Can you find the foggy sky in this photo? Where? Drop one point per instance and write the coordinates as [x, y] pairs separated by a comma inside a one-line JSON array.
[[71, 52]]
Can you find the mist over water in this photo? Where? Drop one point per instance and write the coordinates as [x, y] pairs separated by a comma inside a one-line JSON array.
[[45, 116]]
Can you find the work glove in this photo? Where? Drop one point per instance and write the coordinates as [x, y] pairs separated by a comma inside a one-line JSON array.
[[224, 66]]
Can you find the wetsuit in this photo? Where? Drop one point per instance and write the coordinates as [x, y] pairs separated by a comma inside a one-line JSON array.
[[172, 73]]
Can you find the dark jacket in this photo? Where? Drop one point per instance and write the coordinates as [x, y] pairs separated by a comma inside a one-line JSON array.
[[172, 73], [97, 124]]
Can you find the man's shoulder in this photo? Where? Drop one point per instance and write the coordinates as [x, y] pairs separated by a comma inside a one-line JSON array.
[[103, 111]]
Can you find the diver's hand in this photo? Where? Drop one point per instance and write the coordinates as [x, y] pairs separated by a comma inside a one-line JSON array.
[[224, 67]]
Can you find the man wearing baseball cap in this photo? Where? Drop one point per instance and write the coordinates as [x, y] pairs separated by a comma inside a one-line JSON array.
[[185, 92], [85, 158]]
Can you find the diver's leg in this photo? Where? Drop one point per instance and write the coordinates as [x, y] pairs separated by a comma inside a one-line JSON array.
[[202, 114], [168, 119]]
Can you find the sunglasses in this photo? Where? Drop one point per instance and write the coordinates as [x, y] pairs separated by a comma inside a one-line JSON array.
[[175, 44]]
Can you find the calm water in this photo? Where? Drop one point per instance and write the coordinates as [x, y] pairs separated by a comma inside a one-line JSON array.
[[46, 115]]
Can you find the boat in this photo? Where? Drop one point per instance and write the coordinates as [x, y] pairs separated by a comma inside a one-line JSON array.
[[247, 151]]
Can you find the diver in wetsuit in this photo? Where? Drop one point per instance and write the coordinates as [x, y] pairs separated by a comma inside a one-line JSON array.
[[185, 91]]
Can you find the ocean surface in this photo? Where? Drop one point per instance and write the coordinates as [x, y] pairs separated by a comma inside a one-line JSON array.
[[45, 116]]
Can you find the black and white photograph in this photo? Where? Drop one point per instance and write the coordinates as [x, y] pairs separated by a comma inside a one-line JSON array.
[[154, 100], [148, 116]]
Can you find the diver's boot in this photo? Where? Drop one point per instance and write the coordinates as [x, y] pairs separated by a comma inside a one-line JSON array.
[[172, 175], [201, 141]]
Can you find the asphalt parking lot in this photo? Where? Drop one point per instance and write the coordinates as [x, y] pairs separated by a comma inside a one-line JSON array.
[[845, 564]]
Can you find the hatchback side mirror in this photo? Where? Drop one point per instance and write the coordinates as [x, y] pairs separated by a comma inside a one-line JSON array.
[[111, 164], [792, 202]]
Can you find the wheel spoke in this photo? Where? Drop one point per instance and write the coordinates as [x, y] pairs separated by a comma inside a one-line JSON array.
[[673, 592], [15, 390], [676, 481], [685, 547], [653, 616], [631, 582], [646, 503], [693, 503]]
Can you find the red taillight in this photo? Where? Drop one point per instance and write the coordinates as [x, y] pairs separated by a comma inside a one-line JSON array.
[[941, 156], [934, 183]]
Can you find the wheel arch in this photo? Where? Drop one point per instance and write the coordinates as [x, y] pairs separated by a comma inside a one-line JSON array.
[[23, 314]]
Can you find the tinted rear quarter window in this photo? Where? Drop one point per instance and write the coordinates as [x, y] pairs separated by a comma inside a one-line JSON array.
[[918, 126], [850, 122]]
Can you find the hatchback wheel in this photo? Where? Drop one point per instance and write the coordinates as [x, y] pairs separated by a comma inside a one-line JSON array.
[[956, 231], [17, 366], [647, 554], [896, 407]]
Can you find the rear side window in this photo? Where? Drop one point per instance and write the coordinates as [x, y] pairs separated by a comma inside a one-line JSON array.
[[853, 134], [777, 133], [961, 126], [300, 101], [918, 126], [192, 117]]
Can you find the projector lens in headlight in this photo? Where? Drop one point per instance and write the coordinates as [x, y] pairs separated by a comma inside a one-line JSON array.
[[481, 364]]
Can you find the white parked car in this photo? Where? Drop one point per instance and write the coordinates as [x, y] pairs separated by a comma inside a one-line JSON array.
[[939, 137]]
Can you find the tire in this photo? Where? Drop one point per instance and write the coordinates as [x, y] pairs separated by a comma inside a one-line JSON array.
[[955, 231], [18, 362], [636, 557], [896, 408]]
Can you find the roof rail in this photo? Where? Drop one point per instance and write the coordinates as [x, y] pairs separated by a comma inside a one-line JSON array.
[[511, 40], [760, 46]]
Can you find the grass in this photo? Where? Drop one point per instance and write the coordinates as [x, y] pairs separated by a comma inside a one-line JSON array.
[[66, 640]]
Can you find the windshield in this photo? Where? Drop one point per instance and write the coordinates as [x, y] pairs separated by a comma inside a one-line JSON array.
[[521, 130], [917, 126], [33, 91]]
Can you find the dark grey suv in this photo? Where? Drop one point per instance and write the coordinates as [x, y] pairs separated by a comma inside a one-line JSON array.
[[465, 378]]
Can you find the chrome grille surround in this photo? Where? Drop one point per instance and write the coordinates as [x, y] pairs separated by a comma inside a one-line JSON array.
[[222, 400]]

Job:
From the line with "Can you find the roof" to the last line of the material, give every line again exactly, and only those lines.

Exercise solution:
Can you find the roof rail in this photo? Where? Drop one point per instance and write the coordinates as [x, y] pairs separated by a comma inside a one-line JSON array.
[[511, 40], [760, 46]]
Can you find the grass in this photo? Where? Drop one point per instance and write the coordinates as [x, y] pairs separated by a comma inside a one-line JSON array.
[[66, 640]]
Can you find the windshield in this photo? Where? Drop one point per instance and write the coordinates as [x, y] pairs separated by a comma inside a one-line JSON array.
[[521, 130], [917, 126], [33, 91]]
Can you find the dark grey suv in this photo? Where? Drop one point per instance and write the coordinates as [x, y] pairs separated by a comma inside a one-line JSON array.
[[465, 378]]
Can you find the chrome grille surround in this photo? Where? Drop one point per instance and write the coordinates as [x, y] pairs separated by a comma inside a one-line JSON array.
[[222, 400]]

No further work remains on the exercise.